** BEGIN Source data **

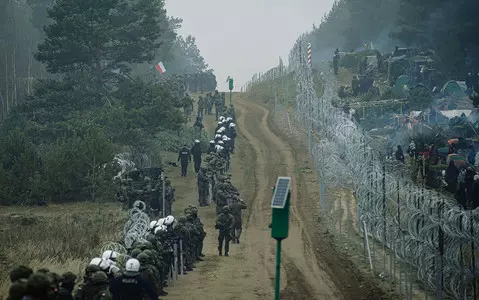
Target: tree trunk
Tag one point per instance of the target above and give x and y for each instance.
(29, 73)
(6, 85)
(14, 80)
(94, 180)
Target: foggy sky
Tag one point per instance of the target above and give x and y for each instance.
(240, 38)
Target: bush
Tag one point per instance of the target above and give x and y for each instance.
(18, 164)
(169, 140)
(351, 60)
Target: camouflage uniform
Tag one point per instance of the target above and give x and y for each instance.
(182, 231)
(203, 185)
(146, 272)
(201, 106)
(95, 287)
(224, 223)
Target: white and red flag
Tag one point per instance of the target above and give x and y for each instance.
(160, 67)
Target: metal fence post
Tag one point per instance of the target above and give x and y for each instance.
(175, 261)
(182, 267)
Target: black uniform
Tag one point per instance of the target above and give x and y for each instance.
(127, 287)
(196, 152)
(184, 156)
(211, 148)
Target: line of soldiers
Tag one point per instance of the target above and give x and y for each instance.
(137, 186)
(147, 267)
(205, 104)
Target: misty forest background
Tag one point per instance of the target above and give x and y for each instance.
(78, 85)
(448, 27)
(77, 82)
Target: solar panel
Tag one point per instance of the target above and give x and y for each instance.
(281, 192)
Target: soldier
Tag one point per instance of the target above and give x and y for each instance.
(198, 126)
(86, 288)
(169, 197)
(224, 223)
(130, 285)
(211, 148)
(184, 156)
(145, 272)
(236, 209)
(203, 185)
(182, 232)
(336, 61)
(67, 284)
(232, 135)
(200, 227)
(196, 152)
(99, 287)
(194, 235)
(201, 107)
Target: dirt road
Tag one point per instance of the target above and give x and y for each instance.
(248, 273)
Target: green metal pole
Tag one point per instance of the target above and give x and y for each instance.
(278, 270)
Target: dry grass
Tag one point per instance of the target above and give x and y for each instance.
(59, 237)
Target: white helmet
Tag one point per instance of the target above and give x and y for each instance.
(132, 265)
(154, 224)
(100, 262)
(160, 228)
(169, 220)
(110, 254)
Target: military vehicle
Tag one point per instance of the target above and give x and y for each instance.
(142, 184)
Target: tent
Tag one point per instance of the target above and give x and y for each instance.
(456, 113)
(452, 88)
(402, 81)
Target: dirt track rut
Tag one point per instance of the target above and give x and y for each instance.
(249, 271)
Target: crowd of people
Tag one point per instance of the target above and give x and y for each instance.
(461, 177)
(142, 270)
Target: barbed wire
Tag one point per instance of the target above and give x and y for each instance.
(424, 228)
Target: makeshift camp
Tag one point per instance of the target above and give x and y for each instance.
(402, 81)
(459, 161)
(453, 89)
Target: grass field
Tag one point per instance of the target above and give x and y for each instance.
(59, 237)
(66, 237)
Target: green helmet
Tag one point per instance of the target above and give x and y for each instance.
(135, 252)
(90, 269)
(142, 257)
(99, 277)
(148, 252)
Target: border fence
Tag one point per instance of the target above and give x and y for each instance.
(417, 238)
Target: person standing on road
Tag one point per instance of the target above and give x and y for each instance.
(224, 223)
(184, 157)
(236, 209)
(130, 285)
(196, 152)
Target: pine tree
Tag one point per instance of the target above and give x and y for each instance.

** END Source data **

=== The task ===
Reproduce all of the rows above verbatim, omitting the pictures.

=== Written solution ===
Target: tree trunk
Tag one point per instance of the target above and give x and y for each instance.
(29, 73)
(6, 85)
(14, 80)
(94, 180)
Target: foggy sky
Tag one point per instance of the target above and give x and y for each instance.
(240, 38)
Target: bush
Tag one point per instance of the target above and give x and y for each instance.
(18, 164)
(169, 140)
(351, 60)
Target: camouflage uniform
Tag one point per instance of the target above and give x and y for each instance.
(182, 231)
(203, 185)
(146, 272)
(201, 106)
(95, 287)
(224, 223)
Target: white and red flag
Tag one point per instance of the target above and give x and y for each instance.
(160, 67)
Target: metal fence post
Tag one point per instance of the target above and give x and y for each instance.
(175, 261)
(182, 267)
Target: black uniform
Tag one point per instance of the target above and give x and y for each instance.
(127, 287)
(196, 152)
(184, 156)
(211, 148)
Target: line of soldiers
Tag one point per instance of the target above and give x and y for each instance.
(137, 186)
(147, 267)
(205, 104)
Target: misty forest background
Tag one point per instance of the target above and give x and y for each instance.
(78, 85)
(448, 27)
(77, 82)
Target: solar panel
Tag one point per instance of the target above and give x and y for each instance.
(281, 192)
Target: soldier
Tag one point per instance of the target above and give x and y for each instance.
(198, 126)
(86, 288)
(169, 197)
(224, 223)
(130, 285)
(211, 148)
(184, 156)
(145, 272)
(236, 209)
(203, 185)
(182, 232)
(336, 61)
(67, 284)
(232, 135)
(200, 227)
(196, 152)
(99, 287)
(194, 235)
(201, 107)
Target: dirt road
Tag one point per instance of the target above and give x and y for each instance.
(248, 273)
Target: green metal pole
Tag one point per instance of the target above and give x and y for each instance.
(278, 270)
Target: dry grass
Tag one point per instance of the target above and give x and y for each instance.
(59, 237)
Target: white helmet
Tag one point per instance of the target above and give x and y for each instance.
(132, 265)
(154, 224)
(100, 262)
(160, 228)
(169, 220)
(110, 254)
Target: military vehicle
Tag one point per instance of the target above and give x and y for each instance.
(142, 184)
Target: tent
Tag one point per instance of the target above and give x and y for each instance.
(456, 113)
(452, 88)
(402, 81)
Target: dirt track rut
Tag one point per instance of the target above and give x and y for each instance.
(249, 271)
Target: crowd of people
Tag one point per instance of the target above and give x and y for each instance.
(461, 177)
(142, 270)
Target: barbed wire
Tag one point per instance of the target above and give x and y for each instance.
(424, 228)
Target: makeshift camp
Tag one point per instance of the target above and give x and y for each instance.
(402, 81)
(459, 161)
(453, 89)
Target: grass field
Tag one point per instance of the target above and give x and y for each instance.
(59, 237)
(66, 237)
Target: green helmet
Tag one point per instance of the target above and give x and y for each instance.
(135, 252)
(90, 269)
(142, 257)
(99, 277)
(148, 252)
Target: border fence
Tag one point per instance of the target above and give x and y for each instance.
(417, 238)
Target: person standing on road
Tag one point per instance of the target above and give x and y for each instance.
(224, 223)
(184, 157)
(236, 209)
(130, 285)
(196, 152)
Target: pine tree
Tag one point per instance of the target above and give x and y for each instance.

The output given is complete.